Stated exercise
Copy out the listing below line for line, with no changes. Leave the pictures out of your copy.

──────── Information supplied ────────

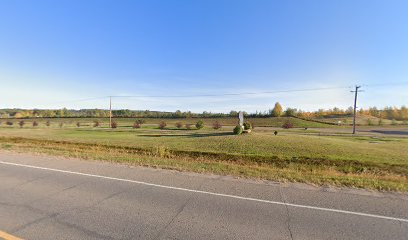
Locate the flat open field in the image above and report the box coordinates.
[0,118,408,192]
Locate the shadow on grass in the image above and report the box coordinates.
[138,132,234,138]
[371,130,408,135]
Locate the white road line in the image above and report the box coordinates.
[0,161,408,223]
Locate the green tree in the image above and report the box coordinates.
[272,102,282,117]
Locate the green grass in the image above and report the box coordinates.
[0,117,331,128]
[0,119,408,192]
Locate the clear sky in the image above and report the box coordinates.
[0,0,408,112]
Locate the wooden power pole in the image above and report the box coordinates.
[351,85,361,134]
[109,96,112,128]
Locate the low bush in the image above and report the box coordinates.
[136,119,146,125]
[175,122,183,129]
[159,121,167,130]
[196,120,204,129]
[213,121,222,130]
[244,122,252,130]
[18,120,25,128]
[282,121,293,129]
[233,124,243,135]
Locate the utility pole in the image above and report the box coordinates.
[351,85,361,134]
[109,96,112,128]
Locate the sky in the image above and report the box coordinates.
[0,0,408,112]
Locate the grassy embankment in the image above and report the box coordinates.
[0,116,408,192]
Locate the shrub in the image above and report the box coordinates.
[159,121,167,130]
[282,121,293,129]
[136,119,146,125]
[213,121,222,130]
[234,124,243,135]
[244,122,252,130]
[196,120,204,129]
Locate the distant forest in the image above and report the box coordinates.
[0,103,408,121]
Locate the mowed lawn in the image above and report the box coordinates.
[0,121,408,192]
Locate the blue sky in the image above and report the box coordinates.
[0,0,408,112]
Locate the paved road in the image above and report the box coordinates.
[0,152,408,240]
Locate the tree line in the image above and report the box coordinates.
[0,102,408,121]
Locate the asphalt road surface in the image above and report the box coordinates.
[0,152,408,240]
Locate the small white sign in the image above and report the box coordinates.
[238,112,244,126]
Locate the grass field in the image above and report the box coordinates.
[0,118,408,192]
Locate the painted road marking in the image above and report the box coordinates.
[0,161,408,223]
[0,231,23,240]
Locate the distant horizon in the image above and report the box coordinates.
[0,0,408,112]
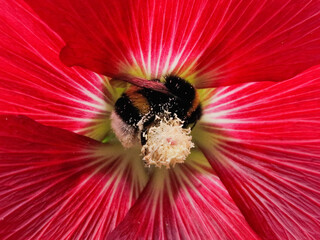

────────

Answer to the exercise
Locate the flat open field in the image above and report the box coordinates.
[0,118,408,192]
Locate the shadow on grass in the image above and report the box coordinates.
[138,132,234,138]
[371,130,408,135]
Locate the white road line in the image above and report the box coordinates.
[0,161,408,223]
Locate the green tree in the image above and report the box coordinates.
[272,102,282,117]
Locate the green grass in the image above and report the box coordinates.
[0,117,331,128]
[0,119,408,192]
Locate the clear sky in the image above and report the box coordinates.
[0,0,408,112]
Locate the wooden power pole in the image above and report the box coordinates.
[351,85,361,134]
[109,96,112,128]
Locate the low bush in the image above and report the box coordinates.
[136,119,146,125]
[175,122,183,129]
[159,121,167,130]
[196,120,204,129]
[213,121,222,130]
[244,122,252,130]
[18,120,25,128]
[282,121,293,129]
[233,124,243,135]
Locate the utility pole in the image above and report the box coordinates.
[351,85,361,134]
[109,96,112,128]
Locate the sky in the image above and report the box coordinates.
[0,0,408,112]
Locate the grassy embankment in the image above and report the box coordinates.
[0,116,408,192]
Locate the shrub in the image above and report the box coordinates.
[159,121,167,130]
[282,121,293,129]
[136,119,146,125]
[213,121,222,130]
[234,124,243,135]
[244,122,252,130]
[196,120,204,129]
Locate the distant forest in the image above and report the box coordinates.
[0,103,408,121]
Locate the mowed lawn in the image above and report the box coordinates.
[0,121,408,192]
Locate the blue sky in the image above and report the box coordinates.
[0,0,408,112]
Locate the paved road in the image above and report the box coordinates.
[0,152,408,240]
Locate the tree line in the image above and report the box coordinates.
[0,102,408,121]
Locate the asphalt road surface in the image above and report the box coordinates.
[0,152,408,240]
Locate the small white sign in the image above and report the box coordinates.
[238,112,244,126]
Locate the grass field in the image above and report the box coordinates.
[0,118,408,192]
Locate the painted road marking in the image above and report the box coordinates.
[0,161,408,223]
[0,231,23,240]
Locate the distant horizon in the image above and report the box coordinates.
[0,0,408,112]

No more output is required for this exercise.